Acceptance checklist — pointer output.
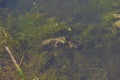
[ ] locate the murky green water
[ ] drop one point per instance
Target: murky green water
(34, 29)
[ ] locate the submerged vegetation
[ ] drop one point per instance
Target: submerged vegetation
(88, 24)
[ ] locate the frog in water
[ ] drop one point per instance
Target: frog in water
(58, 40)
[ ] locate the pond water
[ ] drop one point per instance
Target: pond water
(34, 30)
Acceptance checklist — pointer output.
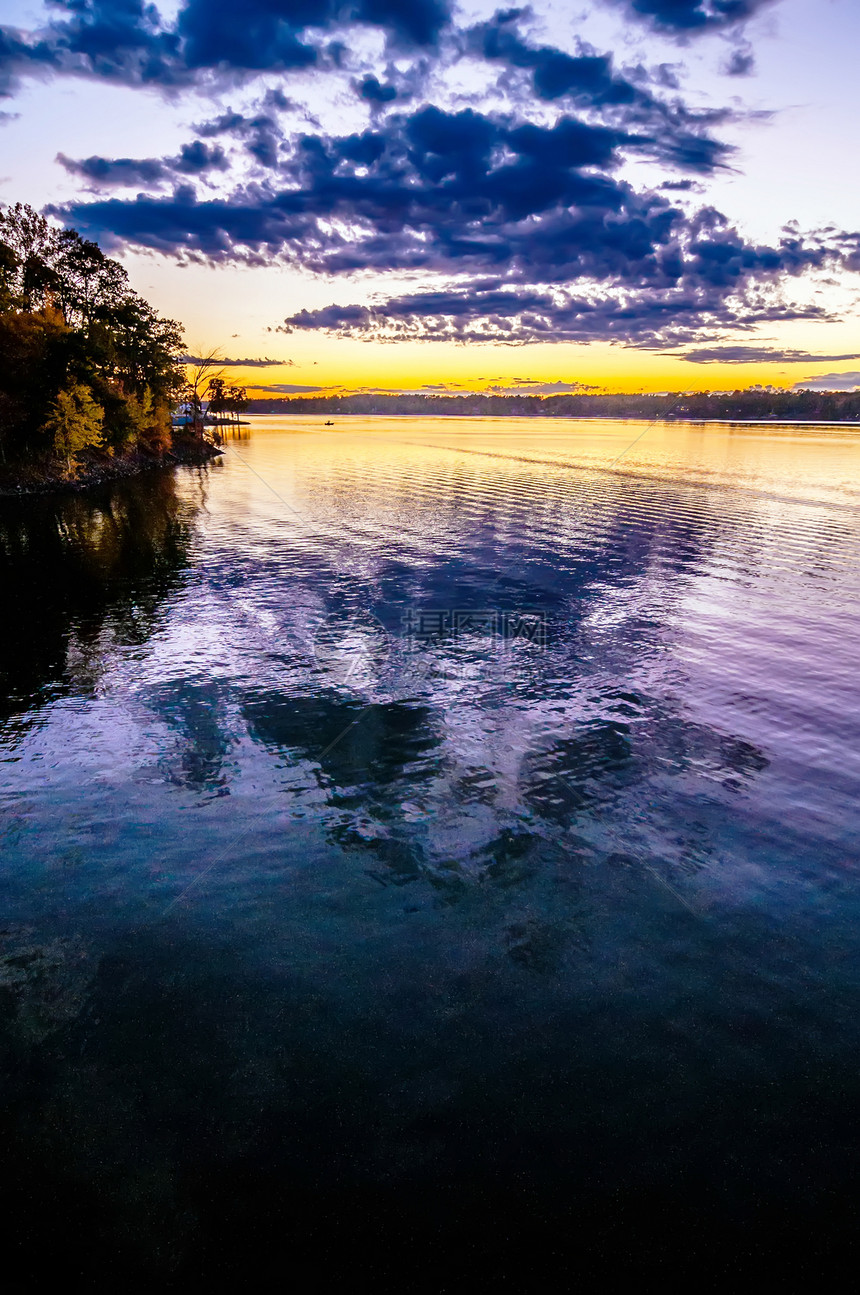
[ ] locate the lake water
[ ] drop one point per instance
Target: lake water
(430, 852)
◆ ◆ ◆ ◆ ◆ ◆ ◆
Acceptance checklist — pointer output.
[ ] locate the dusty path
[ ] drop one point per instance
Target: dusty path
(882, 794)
◆ ◆ ◆ ◆ ◆ ◆ ◆
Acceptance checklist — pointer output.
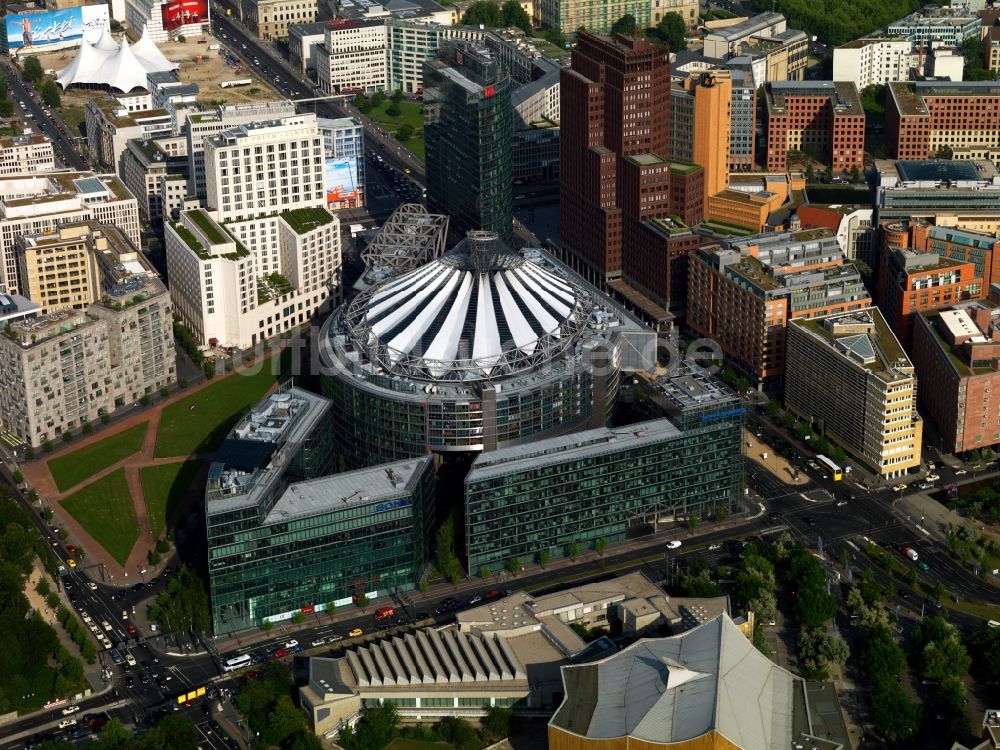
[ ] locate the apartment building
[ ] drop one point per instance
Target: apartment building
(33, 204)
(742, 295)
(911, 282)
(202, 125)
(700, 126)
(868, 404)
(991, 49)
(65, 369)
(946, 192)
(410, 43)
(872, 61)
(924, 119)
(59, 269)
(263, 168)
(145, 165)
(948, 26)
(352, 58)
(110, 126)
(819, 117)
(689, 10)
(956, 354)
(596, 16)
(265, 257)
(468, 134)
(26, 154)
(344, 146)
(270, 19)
◆ ◆ ◆ ◆ ◆ ◆ ◆
Report every line in the records above that contains the word "lake", treating uppercase and lowercase as different.

[ ] locate the lake water
Target: lake water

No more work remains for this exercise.